What you should do — Rewrite the entries below as a JSON list of strings, one string per line, from the line containing "For practice, label the white crossbody" through the end of the entries, omitting blank lines and pictures.
# # # # #
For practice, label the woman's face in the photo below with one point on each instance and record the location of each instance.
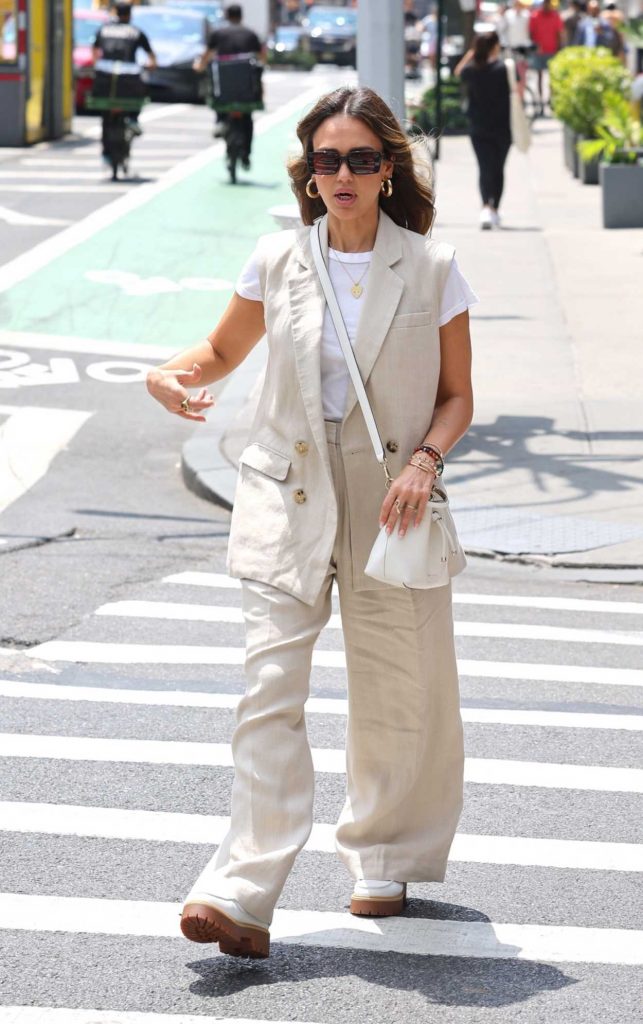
(349, 196)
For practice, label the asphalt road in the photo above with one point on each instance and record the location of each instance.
(116, 718)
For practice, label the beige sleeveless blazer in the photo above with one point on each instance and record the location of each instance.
(285, 514)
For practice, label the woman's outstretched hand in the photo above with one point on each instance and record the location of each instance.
(170, 388)
(406, 500)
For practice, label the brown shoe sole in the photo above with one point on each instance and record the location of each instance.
(201, 923)
(383, 906)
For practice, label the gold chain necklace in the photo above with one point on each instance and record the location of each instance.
(356, 289)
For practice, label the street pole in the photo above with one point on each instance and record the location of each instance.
(438, 78)
(381, 50)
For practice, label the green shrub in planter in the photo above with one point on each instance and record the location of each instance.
(620, 170)
(617, 134)
(454, 116)
(581, 77)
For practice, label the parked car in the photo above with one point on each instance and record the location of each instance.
(210, 9)
(177, 36)
(86, 25)
(290, 44)
(333, 34)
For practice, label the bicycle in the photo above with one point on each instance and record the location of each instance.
(236, 92)
(112, 83)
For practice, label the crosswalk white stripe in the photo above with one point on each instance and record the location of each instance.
(45, 174)
(488, 771)
(412, 936)
(30, 439)
(91, 162)
(132, 653)
(65, 1015)
(314, 706)
(225, 613)
(165, 826)
(6, 186)
(222, 582)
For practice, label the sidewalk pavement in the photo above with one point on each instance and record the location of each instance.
(551, 470)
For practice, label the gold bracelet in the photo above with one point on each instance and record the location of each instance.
(426, 465)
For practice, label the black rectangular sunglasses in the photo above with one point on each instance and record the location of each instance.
(330, 161)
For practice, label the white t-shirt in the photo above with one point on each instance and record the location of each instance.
(345, 269)
(513, 28)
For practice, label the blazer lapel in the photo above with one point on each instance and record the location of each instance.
(307, 305)
(381, 301)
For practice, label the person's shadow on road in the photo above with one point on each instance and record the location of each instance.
(493, 981)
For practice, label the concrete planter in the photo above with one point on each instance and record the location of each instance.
(623, 195)
(588, 171)
(569, 151)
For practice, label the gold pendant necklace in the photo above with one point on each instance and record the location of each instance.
(356, 290)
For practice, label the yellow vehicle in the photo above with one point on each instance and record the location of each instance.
(36, 79)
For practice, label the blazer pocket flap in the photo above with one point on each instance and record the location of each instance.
(266, 461)
(422, 318)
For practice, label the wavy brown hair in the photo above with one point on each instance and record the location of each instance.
(412, 203)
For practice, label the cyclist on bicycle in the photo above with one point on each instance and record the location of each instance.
(233, 38)
(120, 41)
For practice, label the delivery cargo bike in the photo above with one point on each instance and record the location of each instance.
(119, 92)
(236, 91)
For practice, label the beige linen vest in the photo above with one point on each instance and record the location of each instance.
(285, 514)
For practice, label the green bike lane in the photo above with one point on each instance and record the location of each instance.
(163, 272)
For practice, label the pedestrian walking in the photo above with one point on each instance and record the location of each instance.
(484, 75)
(548, 35)
(571, 19)
(232, 39)
(599, 29)
(309, 503)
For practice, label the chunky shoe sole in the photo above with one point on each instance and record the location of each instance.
(201, 923)
(379, 906)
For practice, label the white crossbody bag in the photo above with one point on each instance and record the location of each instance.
(429, 554)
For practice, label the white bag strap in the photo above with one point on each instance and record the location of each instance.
(511, 74)
(349, 355)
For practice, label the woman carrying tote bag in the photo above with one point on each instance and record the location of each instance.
(486, 81)
(309, 503)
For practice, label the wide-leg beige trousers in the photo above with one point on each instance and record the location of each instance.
(403, 741)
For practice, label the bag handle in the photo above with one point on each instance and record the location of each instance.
(511, 74)
(347, 350)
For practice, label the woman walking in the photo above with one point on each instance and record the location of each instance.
(309, 501)
(484, 75)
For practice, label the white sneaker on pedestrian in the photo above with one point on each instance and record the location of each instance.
(375, 898)
(486, 220)
(211, 919)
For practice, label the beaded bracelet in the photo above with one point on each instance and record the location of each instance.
(434, 454)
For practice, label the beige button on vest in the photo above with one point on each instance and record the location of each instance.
(288, 543)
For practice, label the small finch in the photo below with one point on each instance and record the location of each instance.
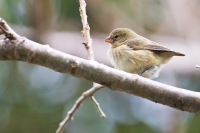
# # # # #
Output of the task —
[
  "For practice, label the white crossbody bag in the photo above with one point on each instance and record the location of each instance.",
  "(429, 554)",
  "For practice, label the white bag strap in the photo above with one point on each instance and record the location of each instance.",
  "(511, 74)",
  "(349, 355)",
  "For practice, label the woman carrying tote bag in the photo above with one point on each instance and record the location of each instance.",
  "(486, 81)",
  "(309, 503)",
  "For practice, label the wide-leg beige trousers in the photo above with one point on each instance and record the location of each instance.",
  "(403, 741)",
  "For practice, label the bag handle in the photo above with one point on each instance and record the location of each instance.",
  "(511, 74)",
  "(347, 350)",
  "For practice, label the woman walking in the photo above with one point on each instance and record the location of each instance.",
  "(309, 501)",
  "(484, 75)",
  "For practice, label the white sneaker on pedestrian in the photo above with one point on each instance and record the location of each instance.",
  "(375, 898)",
  "(486, 220)",
  "(211, 919)",
  "For practice, label the beaded bracelet in the photo above with one point on each instance and record the location of each instance.",
  "(434, 454)",
  "For practice, label the beige button on vest in the photo above with one point on each instance and record the location of each instance.",
  "(288, 543)",
  "For practice, label the small finch in the photo below with one point on each instance and record the location of each instance."
]